Object point labels:
>> start

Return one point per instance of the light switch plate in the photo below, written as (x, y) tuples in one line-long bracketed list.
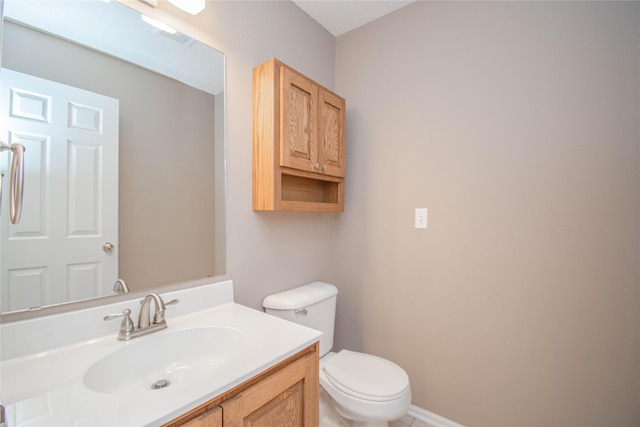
[(421, 217)]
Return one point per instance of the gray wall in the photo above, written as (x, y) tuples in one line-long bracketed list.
[(518, 125)]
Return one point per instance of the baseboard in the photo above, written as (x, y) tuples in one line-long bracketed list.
[(433, 420)]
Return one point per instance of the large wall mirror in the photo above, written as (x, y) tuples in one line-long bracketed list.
[(122, 122)]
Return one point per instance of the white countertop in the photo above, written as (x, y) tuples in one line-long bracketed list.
[(47, 388)]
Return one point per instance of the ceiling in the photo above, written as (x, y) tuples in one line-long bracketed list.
[(342, 16)]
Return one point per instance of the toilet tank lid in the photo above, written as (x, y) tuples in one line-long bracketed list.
[(302, 296)]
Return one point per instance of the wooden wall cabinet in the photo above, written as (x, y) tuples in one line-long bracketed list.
[(298, 142), (286, 395)]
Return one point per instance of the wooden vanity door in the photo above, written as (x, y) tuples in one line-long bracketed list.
[(331, 134), (286, 398), (298, 113)]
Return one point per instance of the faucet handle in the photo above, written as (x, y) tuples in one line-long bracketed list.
[(126, 327)]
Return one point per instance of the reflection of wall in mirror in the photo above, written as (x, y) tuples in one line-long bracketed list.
[(167, 211)]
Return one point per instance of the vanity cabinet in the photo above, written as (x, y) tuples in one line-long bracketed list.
[(298, 142), (286, 395)]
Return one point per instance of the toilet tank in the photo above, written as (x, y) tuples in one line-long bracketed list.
[(312, 305)]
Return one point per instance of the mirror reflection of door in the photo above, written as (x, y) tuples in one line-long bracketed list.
[(70, 208)]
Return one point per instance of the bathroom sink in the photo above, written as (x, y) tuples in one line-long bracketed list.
[(164, 360)]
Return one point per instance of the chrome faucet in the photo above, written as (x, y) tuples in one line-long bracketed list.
[(145, 326), (144, 321), (120, 287)]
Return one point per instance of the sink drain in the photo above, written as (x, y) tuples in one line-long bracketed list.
[(160, 384)]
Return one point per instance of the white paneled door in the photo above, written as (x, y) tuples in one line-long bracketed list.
[(57, 252)]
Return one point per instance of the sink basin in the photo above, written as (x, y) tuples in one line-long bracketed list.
[(165, 360)]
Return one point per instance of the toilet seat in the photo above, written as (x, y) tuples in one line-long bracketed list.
[(366, 377)]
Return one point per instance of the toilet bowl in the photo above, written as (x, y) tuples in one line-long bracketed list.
[(367, 390)]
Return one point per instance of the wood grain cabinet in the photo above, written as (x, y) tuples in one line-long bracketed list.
[(298, 142), (286, 395)]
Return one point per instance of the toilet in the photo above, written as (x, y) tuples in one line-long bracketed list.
[(366, 390)]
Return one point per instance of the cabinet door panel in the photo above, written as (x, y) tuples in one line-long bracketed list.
[(298, 144), (331, 134), (287, 398)]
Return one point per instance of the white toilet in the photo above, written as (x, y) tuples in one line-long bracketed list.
[(364, 389)]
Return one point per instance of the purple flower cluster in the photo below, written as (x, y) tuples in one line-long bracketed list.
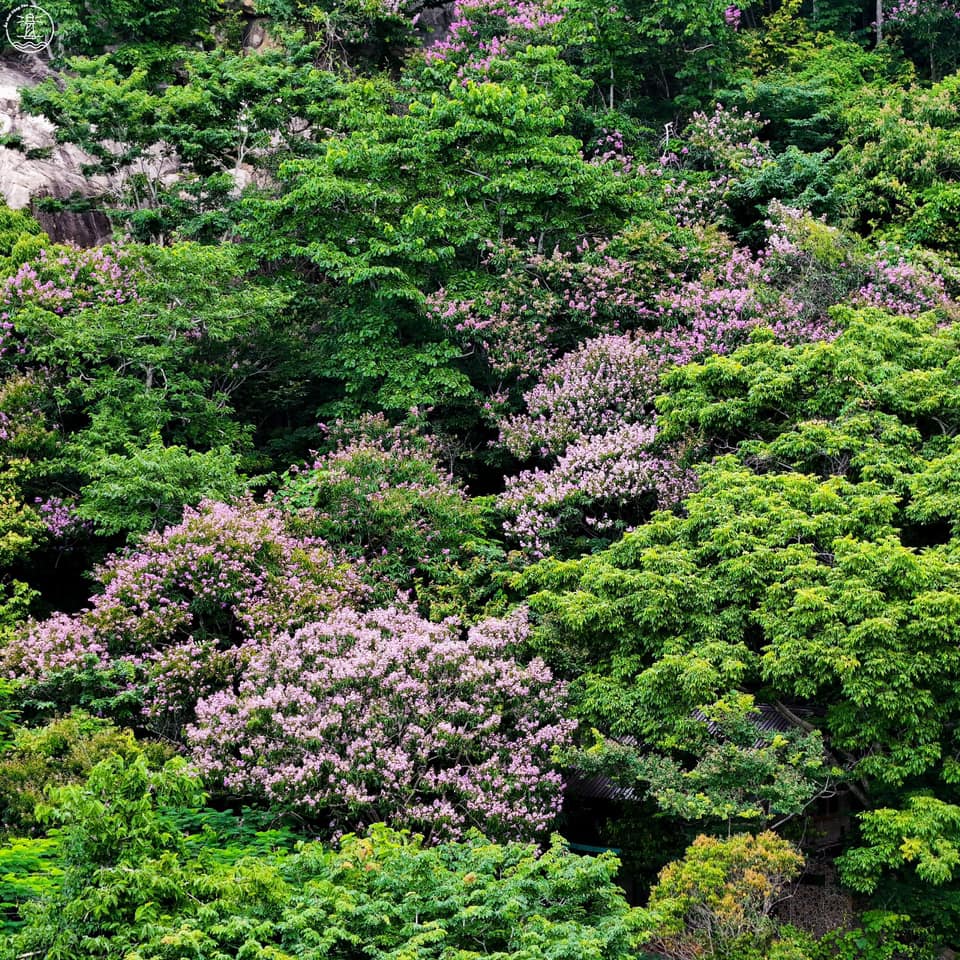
[(901, 287), (903, 10), (69, 279), (609, 148), (181, 607), (591, 413), (483, 30), (539, 297), (617, 465), (386, 716)]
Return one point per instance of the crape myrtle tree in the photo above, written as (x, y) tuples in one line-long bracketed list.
[(239, 636), (815, 566)]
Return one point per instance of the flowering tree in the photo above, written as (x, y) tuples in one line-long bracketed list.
[(177, 614), (385, 716), (932, 24), (591, 416)]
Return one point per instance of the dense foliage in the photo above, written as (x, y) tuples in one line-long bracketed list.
[(486, 419)]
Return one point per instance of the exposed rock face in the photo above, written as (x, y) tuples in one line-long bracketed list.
[(23, 180)]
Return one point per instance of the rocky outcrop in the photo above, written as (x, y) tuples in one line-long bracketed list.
[(57, 172)]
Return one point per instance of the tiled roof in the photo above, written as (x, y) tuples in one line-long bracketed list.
[(767, 719)]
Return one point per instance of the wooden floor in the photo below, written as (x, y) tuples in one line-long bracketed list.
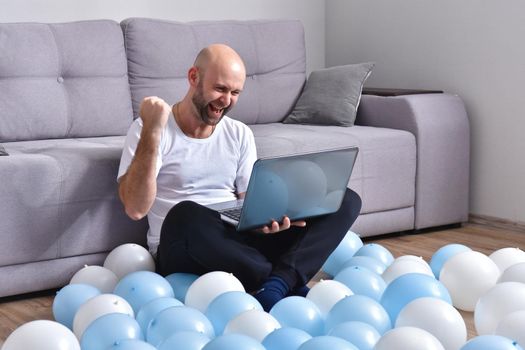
[(16, 311)]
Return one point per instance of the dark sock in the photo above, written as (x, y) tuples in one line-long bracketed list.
[(273, 290), (301, 291)]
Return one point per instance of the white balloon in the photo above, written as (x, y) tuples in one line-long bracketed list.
[(253, 323), (512, 326), (41, 335), (497, 303), (208, 286), (467, 276), (326, 294), (437, 317), (97, 276), (507, 257), (98, 306), (514, 273), (408, 338), (404, 266), (414, 258), (128, 258)]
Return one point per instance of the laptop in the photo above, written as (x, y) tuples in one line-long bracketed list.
[(299, 186)]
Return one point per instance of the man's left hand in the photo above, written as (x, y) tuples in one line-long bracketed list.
[(275, 227)]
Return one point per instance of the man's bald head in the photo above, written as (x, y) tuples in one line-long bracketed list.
[(219, 56)]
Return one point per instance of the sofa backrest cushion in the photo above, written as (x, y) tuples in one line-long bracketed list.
[(63, 80), (161, 52)]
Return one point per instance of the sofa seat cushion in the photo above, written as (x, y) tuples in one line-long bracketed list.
[(385, 170), (61, 198)]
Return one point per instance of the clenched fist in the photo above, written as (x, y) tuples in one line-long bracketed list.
[(154, 113)]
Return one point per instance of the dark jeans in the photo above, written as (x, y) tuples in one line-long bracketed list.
[(195, 240)]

>> end

Exercise instructions:
Express every one of the records above as a two-column CSV with the columns "instruction" and "points," one row per record. Put each record's text and its answer in their own quoted field, turn any line breaks into spaces, and leave the pictures out.

Answer to the task:
instruction,points
"Return one point per instance of the light switch plate in the photo below, written as (x, y) tuples in one line-long bracketed list.","[(421, 217)]"
"Return one point per instance of the gray wall in the photo above, written as (x, y) tuples in one line-long bracketed list.","[(518, 125)]"
"Return one point per instance of the baseboard in the photo above, written as (x, y) tuples in one line-long bracketed list.","[(433, 420)]"
"Return one point per instance of the large wall mirror in the photo above, written as (x, y) tuples in one line-long bracketed list.","[(122, 122)]"
"Return one point per instance of the white countertop in the photo above, written as (x, y) tuples in one line-long bracketed list.","[(47, 388)]"
"Return one point per instance of the ceiling in the photo above, written as (x, y) tuples in one line-long bracketed list.","[(342, 16)]"
"Return one point per instance of the toilet tank lid in the photo above, written as (x, y) tuples in one line-long bracketed list.","[(302, 296)]"
"Return one point per instance of the wooden wall cabinet in the photo above, written as (x, y) tuples in one line-long bracketed list.","[(298, 142), (286, 395)]"
"Return one point per instance of the wooden vanity door in the photo above, written as (x, y) tuples in one line-long bracketed list.","[(331, 134), (286, 398), (298, 113)]"
"Return one point per instance of the faucet handle in the photo above, written as (x, y) tuples in one line-long bracketed list.","[(126, 327)]"
"Return one point per instance of the reflection of wall in mirror in the photo above, written as (x, y) tuples in one line-long bracketed list.","[(167, 211)]"
"Return one point per instance of the vanity cabinet in the photo above, written as (x, y) tuples in one line-long bracketed list.","[(298, 142), (286, 395)]"
"Return one point per instance of the toilet tank in the photo above, written as (x, y) tuples in one line-long bracketed list.","[(312, 305)]"
"Return one point per instance of the mirror reflection of door in the photo above, written as (x, y) tuples in one line-long bracketed list.","[(70, 208)]"
"Return one point per instance of the bathroom sink in the photo above, written as (x, y) tuples in one line-long bracketed list.","[(164, 360)]"
"Return one point per instance of the chrome faucet in the photo above, written as (x, y) tuples in one line-long bracketed list.","[(145, 326), (144, 321), (120, 287)]"
"Return one point per instance of the sink drain in the photo above, written as (x, y) tuples in one line-long bracketed list.","[(160, 384)]"
"Return one point per instance of the white paneled door in the photo above, written as (x, y) tuples in one line-long bracketed list.","[(57, 252)]"
"Return one point per instance of the sink basin in the photo above, written as (x, y) tuples in one line-long bracketed list.","[(165, 360)]"
"Return one point per instance of the toilet seat in the photo above, written as (x, y) tuples in one line-long bracketed list.","[(366, 377)]"
"Return one point per instance of the toilet bowl in the photo above, written as (x, y) tuples in one line-long bracketed list.","[(367, 390)]"
"Return one point per instance of the wood grain cabinet in the photo above, written as (x, y) tuples in one line-long bracketed list.","[(298, 142), (286, 395)]"
"Return one point per instance of the toilet in the photo above, written as (x, y) tuples in one line-long bracketed list.","[(366, 390)]"
"Return one point per instance of the cabinet door panel in the photo above, written as (x, y) tuples in one line-long bracketed list.","[(298, 144), (331, 134), (287, 398)]"
"Return one point per instance of the white toilet in the photo above, written as (x, y) tuples in one line-long bracketed list.","[(364, 389)]"
"Return one point per instance of the purple flower cluster in the photo below, written as (x, y) tuples in one line-long bracketed list.","[(901, 287), (903, 10), (69, 279), (609, 148), (181, 607), (591, 413), (483, 30), (539, 297), (617, 465), (386, 716)]"
"Return one point per instance of the crape myrtle tree in the photo above, written as (x, y) tuples in one line-long bracketed list.","[(239, 636), (815, 566)]"
"Return one point per instance of the flowering tree in the photo above, written as (x, y) tuples in one line-long bracketed list.","[(177, 614), (385, 716), (932, 24), (591, 416)]"
"Return one point per instance of the dense foliage in the photo above, written as (x, y) tuples in one line-long bracketed list.","[(486, 419)]"
"Return one point per instance of the exposed rock face in the photo above, written as (x, y) tuples in one line-long bracketed list.","[(23, 180)]"
"Return one point per instance of the rocky outcrop in the photo above, written as (x, y) tuples in one line-long bracketed list.","[(57, 172)]"
"Return one point per instance of the tiled roof in the photo above, written as (x, y) tuples in one line-long bracketed list.","[(767, 719)]"
"Return one point per instance of the wooden floor in the photo below, written as (x, y) tuples in one line-long bracketed list.","[(16, 311)]"
"Return one point per instance of the dark sock in the photo above, written as (x, y) tuples in one line-long bracketed list.","[(273, 290), (301, 291)]"
"Return one point per instance of the white balloon in the photo above, written as (x, y) tuples in one line-long bracketed list.","[(253, 323), (512, 326), (41, 335), (497, 303), (208, 286), (467, 276), (326, 294), (437, 317), (97, 276), (507, 257), (98, 306), (514, 273), (408, 338), (404, 266), (414, 258), (128, 258)]"
"Return one point per instance of the laptop in the photo above, written as (x, y) tuples in one line-long bracketed list.","[(299, 186)]"
"Return one point per instance of the man's left hand in the photo above, written as (x, y) tuples in one line-long bracketed list.","[(275, 227)]"
"Return one point per instance of the man's bald head in the photo above, written as (x, y) tuples in one line-long bracketed list.","[(219, 56)]"
"Return one point per instance of the sofa backrest cushion in the photo above, written as (x, y) tuples in one line-long bracketed list.","[(63, 80), (161, 52)]"
"Return one point per instance of the sofa seat cushion in the photo above, written as (x, y) tuples in one line-long bracketed list.","[(385, 170), (61, 198)]"
"Return one point per instance of the clenched fist in the photo above, written as (x, y) tuples in one line-long bracketed list.","[(154, 113)]"
"Return one point per instance of the dark jeans in the photo above, written as (x, y) tuples in one line-long bracketed list.","[(195, 240)]"